[Items stored from a collection]
--- BEGIN ---
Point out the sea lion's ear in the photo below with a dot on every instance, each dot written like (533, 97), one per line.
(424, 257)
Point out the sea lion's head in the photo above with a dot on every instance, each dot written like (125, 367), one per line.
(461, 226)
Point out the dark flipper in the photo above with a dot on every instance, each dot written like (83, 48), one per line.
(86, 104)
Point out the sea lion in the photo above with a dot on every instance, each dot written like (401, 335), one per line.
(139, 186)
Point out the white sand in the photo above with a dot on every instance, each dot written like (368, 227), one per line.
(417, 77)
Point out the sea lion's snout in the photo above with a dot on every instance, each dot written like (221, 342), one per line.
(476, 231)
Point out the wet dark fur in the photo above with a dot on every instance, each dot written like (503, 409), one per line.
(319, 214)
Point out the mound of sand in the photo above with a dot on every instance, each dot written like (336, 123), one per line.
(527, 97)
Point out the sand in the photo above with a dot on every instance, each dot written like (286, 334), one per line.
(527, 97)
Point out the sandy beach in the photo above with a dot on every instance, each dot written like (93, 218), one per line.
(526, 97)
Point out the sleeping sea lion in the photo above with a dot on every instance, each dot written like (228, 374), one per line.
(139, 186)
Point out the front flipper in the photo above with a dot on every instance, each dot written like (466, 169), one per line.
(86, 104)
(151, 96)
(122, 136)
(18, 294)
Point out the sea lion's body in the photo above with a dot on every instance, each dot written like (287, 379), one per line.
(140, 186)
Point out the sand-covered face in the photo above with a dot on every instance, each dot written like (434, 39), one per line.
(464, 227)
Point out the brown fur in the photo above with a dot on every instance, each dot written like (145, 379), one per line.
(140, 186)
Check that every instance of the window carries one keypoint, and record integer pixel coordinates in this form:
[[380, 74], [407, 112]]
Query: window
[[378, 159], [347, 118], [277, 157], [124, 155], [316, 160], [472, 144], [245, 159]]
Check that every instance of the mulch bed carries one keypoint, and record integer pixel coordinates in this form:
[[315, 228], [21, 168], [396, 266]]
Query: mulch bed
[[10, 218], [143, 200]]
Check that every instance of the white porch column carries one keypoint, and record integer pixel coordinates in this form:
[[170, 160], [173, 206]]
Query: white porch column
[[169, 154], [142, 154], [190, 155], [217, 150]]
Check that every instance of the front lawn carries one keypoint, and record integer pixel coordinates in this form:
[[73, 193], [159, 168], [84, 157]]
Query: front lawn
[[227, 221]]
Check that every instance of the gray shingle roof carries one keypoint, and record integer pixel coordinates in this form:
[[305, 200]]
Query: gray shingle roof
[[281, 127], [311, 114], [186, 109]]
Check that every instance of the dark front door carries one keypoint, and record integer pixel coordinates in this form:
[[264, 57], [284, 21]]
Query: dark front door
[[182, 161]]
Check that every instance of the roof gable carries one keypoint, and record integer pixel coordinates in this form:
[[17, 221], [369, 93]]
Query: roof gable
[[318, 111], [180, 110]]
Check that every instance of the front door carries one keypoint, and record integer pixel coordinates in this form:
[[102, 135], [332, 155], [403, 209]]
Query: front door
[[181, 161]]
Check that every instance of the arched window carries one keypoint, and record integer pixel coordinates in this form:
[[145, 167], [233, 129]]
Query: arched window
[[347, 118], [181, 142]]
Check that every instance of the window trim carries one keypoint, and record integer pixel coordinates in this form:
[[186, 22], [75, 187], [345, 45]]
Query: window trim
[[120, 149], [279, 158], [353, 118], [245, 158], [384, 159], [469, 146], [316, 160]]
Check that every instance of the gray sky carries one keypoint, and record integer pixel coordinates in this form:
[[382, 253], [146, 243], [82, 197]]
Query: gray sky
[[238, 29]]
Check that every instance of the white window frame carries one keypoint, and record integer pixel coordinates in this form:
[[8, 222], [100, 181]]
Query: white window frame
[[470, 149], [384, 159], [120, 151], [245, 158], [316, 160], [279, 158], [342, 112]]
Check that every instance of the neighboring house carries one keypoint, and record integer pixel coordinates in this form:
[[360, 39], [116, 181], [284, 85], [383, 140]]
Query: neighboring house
--- END ---
> _Requirement_: Reproduce all of the material above line for line, changing nothing.

> _Result of this task_:
Point out the sea lion's ear in the photo below with a dot on every instance, each dot written like (533, 97), one per line.
(424, 257)
Point out the sea lion's head in the photo above with a dot on every instance, each dot written like (125, 367), one per line.
(461, 226)
Point out the dark flipper in the photo above with a dot on every instance, each dot written like (83, 48), one per line.
(86, 104)
Point out the sea lion in the photo above with a dot on every instance, each dot written like (401, 335), one per line.
(139, 186)
Point out the white sand in the photo above with a dot on every instance, each dot written like (368, 227), one per line.
(417, 77)
Point out the sea lion's snout in the photo above with a dot on every instance, each dot written like (221, 342), one per line.
(476, 231)
Point out the wet dark fur in the photo above with a dot on every instance, each dot written like (503, 409), one per line.
(319, 214)
Point out the mound of sand in the photo above with a dot on every instance, each dot written like (336, 123), one per line.
(527, 97)
Point out the sand in the photo above with a dot on every instance, each dot written like (286, 334), one per line.
(527, 97)
Point out the sandy beach in the photo above with a dot on every instance, each dot written like (93, 218), one per line.
(526, 97)
Point out the sleeping sea lion in the photo above with a dot on every instance, each dot written like (228, 374), one per line.
(139, 186)
Point out the front flipper in the photo above with a dot on every instance, each dot written like (466, 169), one per line.
(86, 104)
(151, 96)
(122, 136)
(18, 294)
Point out the sea lion's body in the photo above with a dot on every instance, each dot written like (287, 379), one per line.
(140, 186)
Point out the sand-covered face in the photo above with a dot on every instance, each dot written like (434, 39), one per line.
(464, 227)
Point out the brown fur in the photo above with a dot on every instance, each dot written like (145, 379), one per line.
(140, 186)
Check that every instance of the window carries one keypoint, and record integer pixel coordinates in this form:
[[380, 74], [407, 112]]
Query: window
[[378, 159], [347, 118], [277, 157], [124, 155], [316, 160], [472, 144], [245, 159]]
Check that every instance of the mulch bed carries one keypoint, and record integer pixel coordinates in this form:
[[315, 228], [21, 168], [396, 266]]
Query: mulch bed
[[10, 218], [143, 200]]
Check that every instance of the white porch column carries one keypoint, and record integer pixel coordinates in this form:
[[170, 160], [173, 206]]
Query: white porch column
[[169, 154], [142, 154], [190, 155], [217, 150]]
Check that every instance of the front lawn carries one keypoint, and record integer pixel coordinates in this form:
[[73, 193], [159, 168], [84, 157]]
Query: front lawn
[[227, 221]]
Check that every instance of the gray shingle roof carries one keypoint, and record integer pixel coordinates in this form:
[[305, 200]]
Query: gray shingle roof
[[281, 127], [311, 114], [186, 109]]
Check that every instance of the dark front door carries one keypoint, and record integer pixel coordinates in this form:
[[264, 57], [284, 21]]
Query: dark front door
[[182, 161]]
Check that every instance of the roof gable carries one keypoint, and record integer pixel coordinates in this form:
[[17, 221], [369, 93]]
Query: roof gable
[[318, 111], [180, 110]]
Check that every instance of the front door carries one keypoint, and record integer pixel coordinates in this form:
[[102, 135], [332, 155], [403, 209]]
Query: front door
[[181, 161]]
Check that every instance of the arched window carries one keypoint, and record integer pixel coordinates in this form:
[[145, 167], [233, 129]]
Query: arched window
[[347, 118], [181, 142]]
Check that every instance of the window trim carries one keypoint, and record integer pixel coordinates in this form:
[[186, 22], [75, 187], [345, 45]]
Query: window trim
[[120, 149], [279, 158], [353, 118], [245, 158], [384, 159], [469, 146], [316, 160]]
Check that every instance of the gray sky carries one keypoint, and record integer pixel coordinates in this form:
[[382, 253], [146, 243], [82, 197]]
Query: gray sky
[[238, 29]]
Check that every instance of the white window frame carries one keypoint, and record integer pixel coordinates in this form:
[[8, 222], [100, 181]]
Query: white window frame
[[470, 149], [384, 159], [120, 151], [245, 158], [316, 160], [279, 158], [342, 112]]
Check that every instance of the neighboring house carries one keypoint, and record integer pixel coordinates in this form:
[[360, 39], [116, 181], [284, 85], [383, 140]]
Query: neighboring house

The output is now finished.